Source records:
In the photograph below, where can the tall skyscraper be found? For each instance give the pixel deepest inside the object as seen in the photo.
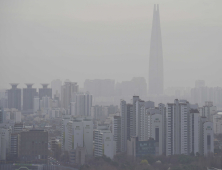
(14, 97)
(156, 56)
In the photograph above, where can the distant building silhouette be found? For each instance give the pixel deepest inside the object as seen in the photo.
(156, 56)
(14, 97)
(28, 97)
(45, 91)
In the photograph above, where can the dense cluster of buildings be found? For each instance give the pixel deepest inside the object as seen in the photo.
(82, 123)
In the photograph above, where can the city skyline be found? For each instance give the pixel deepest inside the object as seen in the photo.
(191, 34)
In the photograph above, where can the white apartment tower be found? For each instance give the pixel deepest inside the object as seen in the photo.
(177, 128)
(206, 137)
(104, 143)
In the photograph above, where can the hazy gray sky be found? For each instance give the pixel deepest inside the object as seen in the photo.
(43, 40)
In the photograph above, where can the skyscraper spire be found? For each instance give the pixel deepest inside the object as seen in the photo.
(156, 56)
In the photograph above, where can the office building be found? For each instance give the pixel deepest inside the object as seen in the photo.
(14, 97)
(28, 97)
(156, 56)
(45, 91)
(33, 146)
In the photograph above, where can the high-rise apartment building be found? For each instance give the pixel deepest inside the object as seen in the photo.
(1, 115)
(36, 103)
(206, 135)
(45, 91)
(116, 130)
(68, 94)
(77, 133)
(156, 83)
(100, 87)
(33, 146)
(83, 104)
(28, 97)
(56, 88)
(104, 143)
(177, 128)
(14, 97)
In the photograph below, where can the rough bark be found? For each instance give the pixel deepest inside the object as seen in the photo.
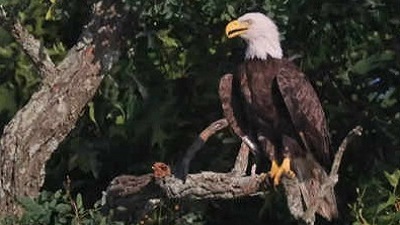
(51, 113)
(132, 197)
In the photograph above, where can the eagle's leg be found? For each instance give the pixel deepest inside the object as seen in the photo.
(269, 149)
(276, 172)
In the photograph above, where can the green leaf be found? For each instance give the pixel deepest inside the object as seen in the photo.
(79, 201)
(375, 61)
(63, 208)
(390, 202)
(393, 178)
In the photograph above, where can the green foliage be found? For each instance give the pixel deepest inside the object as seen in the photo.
(378, 203)
(163, 91)
(58, 208)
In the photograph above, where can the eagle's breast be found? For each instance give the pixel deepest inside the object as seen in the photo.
(260, 75)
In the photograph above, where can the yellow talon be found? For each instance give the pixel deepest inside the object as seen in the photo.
(276, 171)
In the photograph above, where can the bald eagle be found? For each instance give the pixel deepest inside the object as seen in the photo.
(272, 106)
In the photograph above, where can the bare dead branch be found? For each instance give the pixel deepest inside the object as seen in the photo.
(309, 215)
(31, 46)
(42, 124)
(140, 199)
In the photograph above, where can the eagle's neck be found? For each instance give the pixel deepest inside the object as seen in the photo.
(262, 47)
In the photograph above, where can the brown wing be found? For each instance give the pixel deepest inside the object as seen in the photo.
(304, 108)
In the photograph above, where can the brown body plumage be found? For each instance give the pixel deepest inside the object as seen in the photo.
(272, 103)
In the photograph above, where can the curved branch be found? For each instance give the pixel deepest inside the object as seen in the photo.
(138, 198)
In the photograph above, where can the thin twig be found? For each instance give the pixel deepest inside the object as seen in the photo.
(31, 46)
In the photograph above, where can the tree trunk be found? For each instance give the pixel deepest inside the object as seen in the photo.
(51, 113)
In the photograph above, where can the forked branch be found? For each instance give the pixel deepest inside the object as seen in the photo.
(137, 195)
(31, 46)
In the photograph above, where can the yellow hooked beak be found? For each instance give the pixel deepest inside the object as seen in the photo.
(235, 28)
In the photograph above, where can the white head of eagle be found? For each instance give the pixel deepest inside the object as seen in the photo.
(260, 33)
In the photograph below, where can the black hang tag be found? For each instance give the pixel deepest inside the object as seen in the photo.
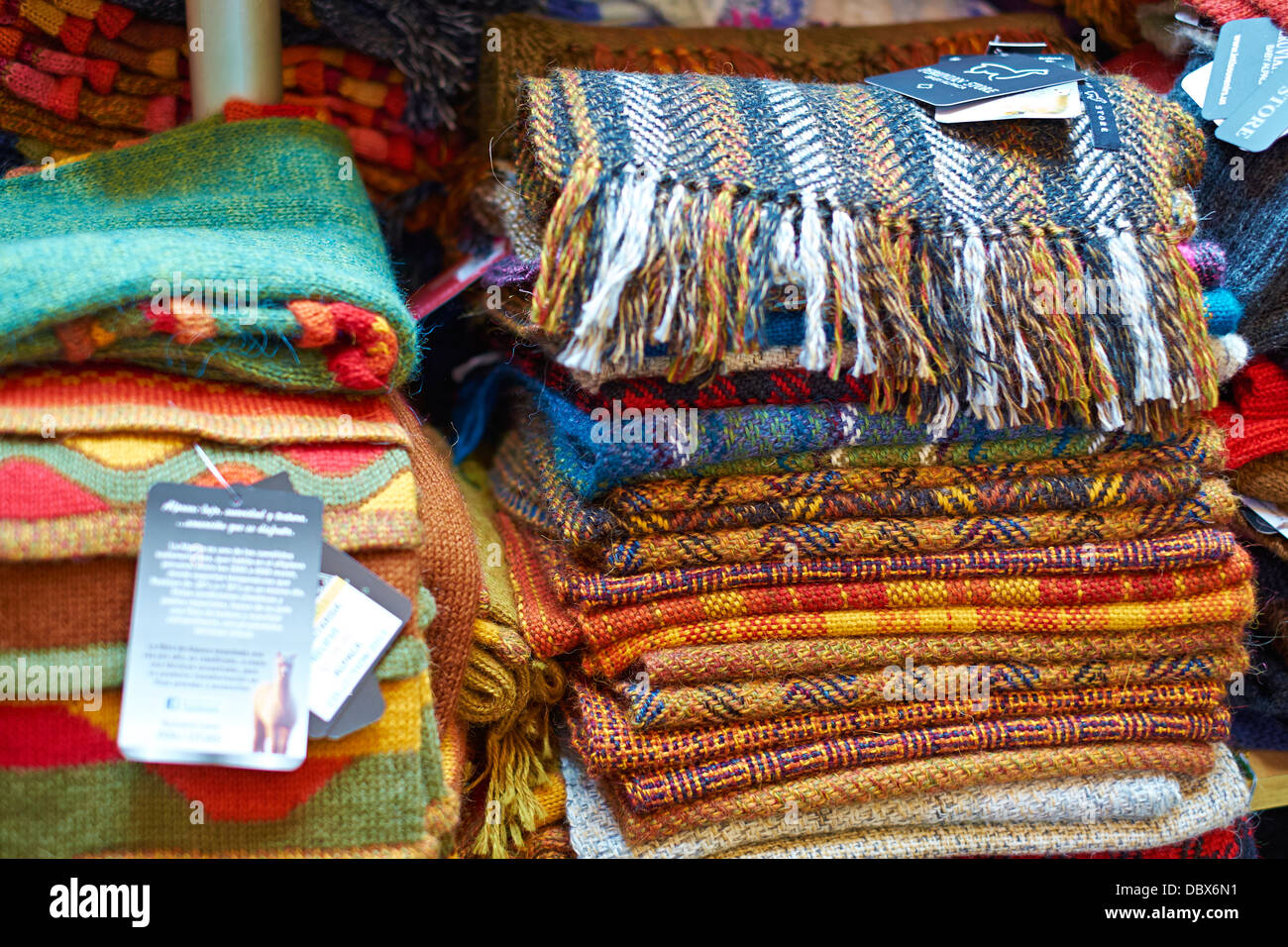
(366, 703)
(974, 77)
(1100, 114)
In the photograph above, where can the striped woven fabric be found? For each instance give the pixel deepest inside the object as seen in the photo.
(591, 457)
(546, 578)
(951, 821)
(608, 741)
(679, 706)
(1234, 605)
(1019, 591)
(797, 182)
(930, 775)
(651, 791)
(69, 527)
(241, 263)
(1214, 502)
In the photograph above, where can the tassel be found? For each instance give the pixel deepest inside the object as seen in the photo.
(622, 248)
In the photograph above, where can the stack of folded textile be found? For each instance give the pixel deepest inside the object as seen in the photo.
(291, 372)
(859, 548)
(72, 82)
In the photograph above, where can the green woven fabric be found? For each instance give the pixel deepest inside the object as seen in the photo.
(273, 202)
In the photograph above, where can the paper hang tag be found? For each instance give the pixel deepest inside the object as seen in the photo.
(217, 667)
(1248, 54)
(974, 77)
(357, 620)
(1055, 102)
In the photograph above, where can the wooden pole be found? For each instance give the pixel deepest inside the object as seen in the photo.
(235, 52)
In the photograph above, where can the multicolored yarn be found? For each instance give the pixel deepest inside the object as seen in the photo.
(1037, 592)
(698, 705)
(509, 692)
(1256, 416)
(537, 562)
(591, 460)
(1016, 364)
(651, 791)
(609, 744)
(1225, 11)
(846, 54)
(1212, 504)
(931, 775)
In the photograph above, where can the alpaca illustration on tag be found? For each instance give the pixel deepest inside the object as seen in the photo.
(274, 709)
(997, 72)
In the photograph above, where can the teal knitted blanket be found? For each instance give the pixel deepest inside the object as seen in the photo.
(237, 250)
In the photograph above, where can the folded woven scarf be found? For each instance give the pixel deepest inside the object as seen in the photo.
(549, 578)
(612, 656)
(1207, 802)
(771, 193)
(593, 455)
(380, 791)
(1034, 592)
(1243, 215)
(509, 692)
(699, 705)
(1091, 483)
(846, 54)
(220, 249)
(609, 742)
(651, 791)
(803, 656)
(1059, 800)
(1225, 11)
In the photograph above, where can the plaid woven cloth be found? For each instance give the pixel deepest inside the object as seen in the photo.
(674, 205)
(595, 451)
(223, 249)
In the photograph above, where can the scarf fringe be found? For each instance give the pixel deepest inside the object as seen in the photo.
(1009, 328)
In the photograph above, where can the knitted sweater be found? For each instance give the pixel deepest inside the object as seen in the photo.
(222, 249)
(645, 239)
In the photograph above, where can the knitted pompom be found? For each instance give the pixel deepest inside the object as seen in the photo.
(1231, 354)
(1224, 311)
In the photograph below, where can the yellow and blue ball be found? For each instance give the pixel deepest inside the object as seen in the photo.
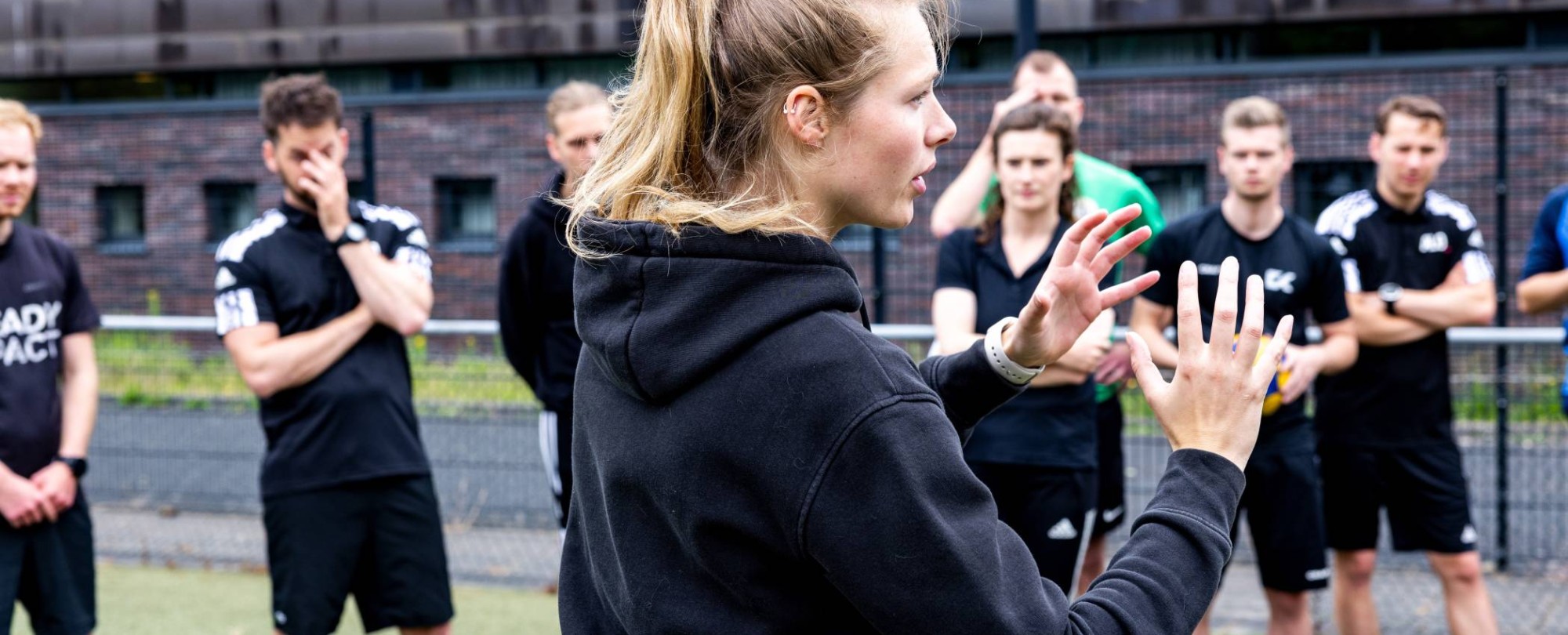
(1274, 399)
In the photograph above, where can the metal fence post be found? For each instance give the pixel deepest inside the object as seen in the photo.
(1028, 32)
(368, 148)
(1501, 382)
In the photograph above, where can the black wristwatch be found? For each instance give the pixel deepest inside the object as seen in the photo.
(354, 234)
(79, 465)
(1390, 294)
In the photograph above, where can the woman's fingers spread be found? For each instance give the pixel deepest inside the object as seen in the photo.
(1224, 328)
(1105, 231)
(1252, 321)
(1114, 253)
(1150, 379)
(1128, 291)
(1189, 316)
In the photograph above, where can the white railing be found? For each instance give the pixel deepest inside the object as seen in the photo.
(1465, 335)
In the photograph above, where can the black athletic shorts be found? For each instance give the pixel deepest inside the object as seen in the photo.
(49, 568)
(1112, 492)
(1285, 513)
(1053, 509)
(1423, 490)
(376, 540)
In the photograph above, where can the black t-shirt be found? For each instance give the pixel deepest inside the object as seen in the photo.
(42, 302)
(1051, 427)
(1398, 396)
(1301, 274)
(357, 419)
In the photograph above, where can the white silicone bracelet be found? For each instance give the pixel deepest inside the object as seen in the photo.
(1006, 368)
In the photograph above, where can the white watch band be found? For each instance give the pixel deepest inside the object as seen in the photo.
(1006, 368)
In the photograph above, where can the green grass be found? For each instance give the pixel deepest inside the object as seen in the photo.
(156, 369)
(145, 601)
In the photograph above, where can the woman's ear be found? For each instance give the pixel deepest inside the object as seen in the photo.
(807, 117)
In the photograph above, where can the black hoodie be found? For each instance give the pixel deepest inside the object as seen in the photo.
(752, 460)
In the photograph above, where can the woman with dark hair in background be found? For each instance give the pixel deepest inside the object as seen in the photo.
(1037, 452)
(749, 455)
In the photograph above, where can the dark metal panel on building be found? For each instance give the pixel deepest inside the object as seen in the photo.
(1075, 16)
(53, 38)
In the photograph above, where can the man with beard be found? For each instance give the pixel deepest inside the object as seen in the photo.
(1301, 275)
(314, 300)
(48, 405)
(537, 327)
(1044, 76)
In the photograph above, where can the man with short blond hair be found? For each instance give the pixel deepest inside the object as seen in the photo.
(48, 405)
(1415, 266)
(1301, 274)
(535, 307)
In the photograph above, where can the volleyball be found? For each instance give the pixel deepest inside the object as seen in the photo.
(1274, 399)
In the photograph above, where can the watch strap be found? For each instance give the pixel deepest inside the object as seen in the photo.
(1011, 371)
(79, 466)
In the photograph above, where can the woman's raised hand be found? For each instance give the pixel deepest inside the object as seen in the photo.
(1216, 401)
(1069, 297)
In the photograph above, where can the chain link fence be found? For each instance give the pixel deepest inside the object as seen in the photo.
(178, 452)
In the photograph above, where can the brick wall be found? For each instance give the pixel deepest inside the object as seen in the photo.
(1131, 123)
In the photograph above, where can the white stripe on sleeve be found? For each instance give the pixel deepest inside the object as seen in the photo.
(1352, 275)
(1478, 269)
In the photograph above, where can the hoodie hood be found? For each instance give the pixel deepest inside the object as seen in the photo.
(667, 313)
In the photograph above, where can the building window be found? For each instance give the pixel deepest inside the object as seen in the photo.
(468, 212)
(31, 214)
(1319, 184)
(858, 239)
(1180, 189)
(230, 209)
(122, 219)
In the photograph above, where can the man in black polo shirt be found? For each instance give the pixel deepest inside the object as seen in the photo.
(1301, 275)
(48, 405)
(537, 322)
(314, 300)
(1415, 266)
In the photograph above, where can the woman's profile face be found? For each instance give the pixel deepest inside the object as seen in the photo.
(1031, 170)
(879, 153)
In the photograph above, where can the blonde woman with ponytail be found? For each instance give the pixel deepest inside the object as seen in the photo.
(749, 457)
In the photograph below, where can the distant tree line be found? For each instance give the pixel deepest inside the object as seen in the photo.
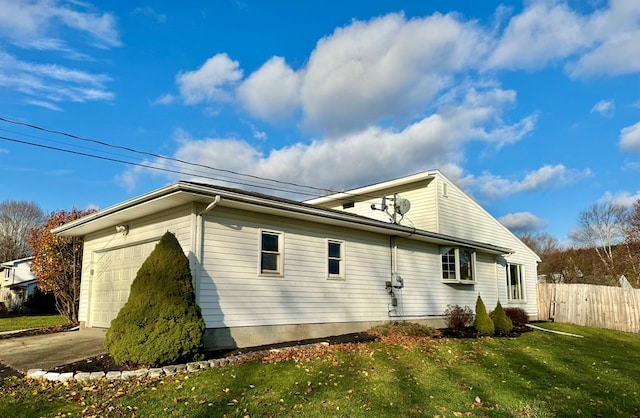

**PROBLEM TO SOLVE**
Copy the items word for word, beginning at the line that contains "In the photograph above, where can the volleyball" and continuing through the line that contains "(1069, 297)", with both of those lines included.

**ANSWER**
In the photograph above, where can the volleyball be found? For each instance give the pixel deepest inside the object as seen in the photo.
(1274, 399)
In the photograph above, where can the watch strap be found? For each instance give the pixel deepest inside the object as seen in the photo.
(1011, 371)
(79, 466)
In the photograph above, where can the woman's raised hand be found? For each instance give the pixel deepest inside the object as seen in the photo.
(1216, 401)
(1069, 297)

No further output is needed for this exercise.